►

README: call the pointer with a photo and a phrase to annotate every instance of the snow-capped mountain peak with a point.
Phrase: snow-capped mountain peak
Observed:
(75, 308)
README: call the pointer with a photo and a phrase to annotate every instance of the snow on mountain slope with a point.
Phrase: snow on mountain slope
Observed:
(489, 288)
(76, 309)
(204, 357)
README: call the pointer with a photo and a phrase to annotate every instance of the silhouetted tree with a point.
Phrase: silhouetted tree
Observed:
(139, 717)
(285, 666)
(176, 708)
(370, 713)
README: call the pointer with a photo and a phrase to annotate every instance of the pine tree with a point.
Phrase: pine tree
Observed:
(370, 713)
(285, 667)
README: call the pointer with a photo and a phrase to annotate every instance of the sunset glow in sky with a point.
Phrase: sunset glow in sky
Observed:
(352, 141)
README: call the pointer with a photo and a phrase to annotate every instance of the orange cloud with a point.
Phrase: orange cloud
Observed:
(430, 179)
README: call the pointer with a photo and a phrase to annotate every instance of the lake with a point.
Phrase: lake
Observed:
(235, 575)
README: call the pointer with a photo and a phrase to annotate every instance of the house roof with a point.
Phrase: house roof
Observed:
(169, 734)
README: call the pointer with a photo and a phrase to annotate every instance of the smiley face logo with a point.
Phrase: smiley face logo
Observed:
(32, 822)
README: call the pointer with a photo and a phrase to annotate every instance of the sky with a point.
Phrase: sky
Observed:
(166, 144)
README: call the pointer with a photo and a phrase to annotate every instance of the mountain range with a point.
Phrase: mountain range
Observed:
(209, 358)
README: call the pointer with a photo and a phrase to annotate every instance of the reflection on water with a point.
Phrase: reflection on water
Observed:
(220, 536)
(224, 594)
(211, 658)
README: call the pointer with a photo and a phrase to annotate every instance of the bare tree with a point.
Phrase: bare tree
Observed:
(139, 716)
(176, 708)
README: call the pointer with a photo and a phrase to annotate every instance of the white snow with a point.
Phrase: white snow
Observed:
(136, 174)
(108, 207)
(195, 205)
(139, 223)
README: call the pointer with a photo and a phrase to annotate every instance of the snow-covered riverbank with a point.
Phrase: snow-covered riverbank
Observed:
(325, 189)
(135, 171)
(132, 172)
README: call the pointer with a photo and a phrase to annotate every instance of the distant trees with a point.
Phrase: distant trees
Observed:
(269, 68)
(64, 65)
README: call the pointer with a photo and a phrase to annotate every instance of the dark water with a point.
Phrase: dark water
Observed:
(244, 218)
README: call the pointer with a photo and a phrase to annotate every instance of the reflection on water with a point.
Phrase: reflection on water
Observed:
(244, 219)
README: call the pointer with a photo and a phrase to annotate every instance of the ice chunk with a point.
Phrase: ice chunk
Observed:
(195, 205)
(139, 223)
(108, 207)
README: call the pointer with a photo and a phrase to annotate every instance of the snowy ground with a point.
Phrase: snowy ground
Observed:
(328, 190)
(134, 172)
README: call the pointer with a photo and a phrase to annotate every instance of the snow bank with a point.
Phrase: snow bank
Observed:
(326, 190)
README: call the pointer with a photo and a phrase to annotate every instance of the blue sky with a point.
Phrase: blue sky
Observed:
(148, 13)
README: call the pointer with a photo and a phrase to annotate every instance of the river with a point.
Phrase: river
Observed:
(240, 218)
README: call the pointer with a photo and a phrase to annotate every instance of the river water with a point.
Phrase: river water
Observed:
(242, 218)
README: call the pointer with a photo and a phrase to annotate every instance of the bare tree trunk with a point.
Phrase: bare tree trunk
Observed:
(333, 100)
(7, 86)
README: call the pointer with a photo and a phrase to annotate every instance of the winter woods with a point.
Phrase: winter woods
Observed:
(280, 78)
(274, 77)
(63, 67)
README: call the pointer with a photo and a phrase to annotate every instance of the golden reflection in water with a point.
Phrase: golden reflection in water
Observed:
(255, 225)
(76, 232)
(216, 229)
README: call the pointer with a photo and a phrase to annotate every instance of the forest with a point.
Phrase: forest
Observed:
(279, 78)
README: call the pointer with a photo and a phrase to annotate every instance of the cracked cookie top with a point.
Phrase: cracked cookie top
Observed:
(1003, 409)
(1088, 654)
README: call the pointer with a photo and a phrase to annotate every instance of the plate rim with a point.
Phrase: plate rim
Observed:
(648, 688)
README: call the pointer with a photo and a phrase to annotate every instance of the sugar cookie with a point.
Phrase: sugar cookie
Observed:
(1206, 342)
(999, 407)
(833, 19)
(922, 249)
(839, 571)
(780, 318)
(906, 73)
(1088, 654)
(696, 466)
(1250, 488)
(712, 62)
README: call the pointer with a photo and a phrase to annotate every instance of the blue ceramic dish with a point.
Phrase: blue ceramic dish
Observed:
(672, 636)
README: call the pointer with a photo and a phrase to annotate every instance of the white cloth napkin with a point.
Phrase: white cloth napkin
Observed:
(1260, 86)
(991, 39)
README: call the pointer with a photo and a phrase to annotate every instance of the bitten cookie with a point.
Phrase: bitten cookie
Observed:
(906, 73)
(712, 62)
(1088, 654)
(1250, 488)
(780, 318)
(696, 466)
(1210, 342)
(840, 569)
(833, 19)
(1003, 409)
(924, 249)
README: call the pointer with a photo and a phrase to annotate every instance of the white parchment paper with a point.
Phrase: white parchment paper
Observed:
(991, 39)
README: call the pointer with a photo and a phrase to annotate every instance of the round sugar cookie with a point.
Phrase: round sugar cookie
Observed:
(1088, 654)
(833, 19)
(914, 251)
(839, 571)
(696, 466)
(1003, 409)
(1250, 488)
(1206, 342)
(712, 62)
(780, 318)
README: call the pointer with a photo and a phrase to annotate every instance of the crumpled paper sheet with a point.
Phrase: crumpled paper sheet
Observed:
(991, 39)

◄

§ WHAT IS BEING ASKED
Retype all of the material, keeping each line exact.

§ TASK RESULT
README: call the pointer with a photo and a phrase to annotate every instance of the snow-capped mountain peak with a point.
Phrase: snow-capped mountain peak
Observed:
(75, 308)
README: call the pointer with a photo and a phrase to annotate every instance of the snow on mountain slope with a point.
Phrase: snow on mountain slope
Observed:
(489, 288)
(76, 309)
(204, 357)
README: call the pointer with a photo and a phrase to annotate every instance of the silhouetted tree with a point.
Phrase: silhouetted tree
Observed:
(139, 717)
(285, 666)
(176, 708)
(370, 713)
README: call the pointer with a photo and a phrase to annotate every instance of the pine tree with a point.
Phrase: pine tree
Observed:
(370, 713)
(285, 667)
README: call the pointer with a photo and a phrase to annotate every instance of the sunset glow in sky with a point.
Phrase: sunset glow in sky
Observed:
(352, 141)
README: call the pointer with a photo and a phrase to annotate every instance of the orange cloud with a point.
Phrase: orange cloud
Observed:
(430, 179)
README: call the pointer with a photo and a phrase to annotate every instance of the lake with a point.
Phrase: lake
Observed:
(235, 575)
README: call the pointer with a photo and a phrase to annotate every instance of the house roof with a point.
Phrase: house roof
Observed:
(169, 734)
README: call the pointer with a photo and a phrase to annotate every instance of the smiley face logo with a point.
Phrase: smiley face logo
Observed:
(32, 822)
README: call the pointer with a photo and a phrase to annotate every instance of the sky with a point.
Phrase: sky
Observed:
(166, 144)
README: call the pointer with a photo and a phrase to annotate every instance of the mountain range with a point.
Phrase: mountain range
Observed:
(209, 358)
README: call the pointer with a photo and a phrase to annotate every instance of the reflection on water with a point.
Phrase: reflection on water
Observed:
(220, 536)
(224, 594)
(211, 658)
README: call the pointer with a photo and a phrase to annotate every instance of the bare tree with a point.
Phrase: bare tree
Observed:
(139, 716)
(176, 708)
README: call the pointer with a photo and a phrase to annotate every instance of the white snow with a point.
Phrase: white snow
Observed:
(136, 174)
(108, 207)
(195, 205)
(139, 223)
README: call the pointer with a photo and a phrase to annotate every instance of the snow-covered riverbank with a point.
Phrase: snow-covered riverbank
Observed:
(325, 189)
(135, 171)
(132, 172)
README: call the pointer with a photo and a phrase to annotate every instance of the distant trees with a point.
Phrase: distant trees
Observed:
(269, 68)
(64, 65)
README: call the pointer with a photo and a phrase to annotate every instance of the dark water with a point.
Phrase: dark water
Observed:
(244, 218)
README: call the pointer with a photo and a phrase to annotate every instance of the reflection on water with a point.
Phrase: reflection on water
Observed:
(244, 219)
README: call the pointer with a photo and a phrase to annotate every instance of the ice chunk with a point.
Phrase: ice chunk
Observed:
(195, 205)
(139, 223)
(108, 207)
README: call the pointer with a photo and a phrase to annotate every instance of the snowy ground with a point.
Phrase: snowy ground
Observed:
(328, 190)
(134, 172)
README: call the pointer with a photo and a phrase to annotate every instance of the snow bank with a point.
Phrase: snow bank
Observed:
(326, 190)
README: call the pointer with a photo and a phrase to annotate every instance of the blue sky with a point.
Phrase: blue sky
Observed:
(148, 13)
README: call the pointer with a photo and a phrase to annotate every instance of the river with a point.
Phrase: river
Observed:
(240, 218)
README: call the pointer with a photo and a phrase to annotate every instance of the river water with a point.
Phrase: river water
Observed:
(242, 218)
README: call the pointer with a photo and a phrase to annotate every instance of the bare tree trunk with a point.
Phrase: bare tree trunk
Observed:
(333, 100)
(7, 86)
README: call the pointer with a photo and a phrase to annotate every instance of the winter woods with a point.
Phrase: winter woods
Observed:
(280, 78)
(274, 77)
(63, 67)
README: call the pointer with a photo and a phrase to annotate every instance of the golden reflection in water with a point.
Phrase: golden reflection in water
Observed:
(255, 225)
(76, 232)
(216, 229)
README: call the pointer with a photo and a phrase to annotate every instance of the forest with a point.
Phrase: forest
Observed:
(279, 78)
README: call the pointer with a photo and a phrase to annotate every instance of the cracked cookie top with a point.
Phrase: cracked cookie top
Observed:
(1003, 409)
(1088, 654)
README: call the pointer with a photo and a phrase to annotate every instance of the plate rim with a point.
Phrase: plate rim
Observed:
(648, 688)
README: call the pointer with a photo and a phrase to annotate every instance of the sugar cookie with a point.
Phrase: sugar cookie
Observed:
(1206, 342)
(999, 407)
(833, 19)
(922, 249)
(839, 571)
(780, 318)
(906, 73)
(1088, 654)
(696, 466)
(1250, 488)
(712, 62)
README: call the pointer with a photo and a phrase to annotate every instance of the blue ceramic dish with a point.
Phrase: blue ceramic dish
Observed:
(672, 636)
README: call the pointer with a photo and a phrase to annotate every instance of the white cloth napkin with a point.
Phrase: white cloth napkin
Observed:
(1260, 86)
(991, 39)
README: call the pointer with a photo and a phrase to annotate every instance of the bitten cookie with a point.
Phrase: bitten cookie
Observed:
(906, 73)
(712, 62)
(1088, 654)
(1250, 488)
(780, 318)
(696, 466)
(1210, 342)
(840, 569)
(833, 19)
(1003, 409)
(924, 249)
README: call the pointer with a photo and a phrase to annotate every instance of the white parchment paper with a point.
Phrase: white parchment paper
Observed:
(991, 39)
README: call the pointer with a photo and a phrase to annotate every instance of the round sugar cookie with a point.
Phrase: round sugar cookie
Observed:
(1088, 654)
(833, 19)
(914, 251)
(839, 571)
(696, 466)
(1003, 409)
(1250, 488)
(1206, 342)
(712, 62)
(780, 318)
README: call the pointer with a photo and a phrase to annotate every instance of the crumpled paper sheet with a point.
Phrase: crumpled paper sheet
Observed:
(991, 39)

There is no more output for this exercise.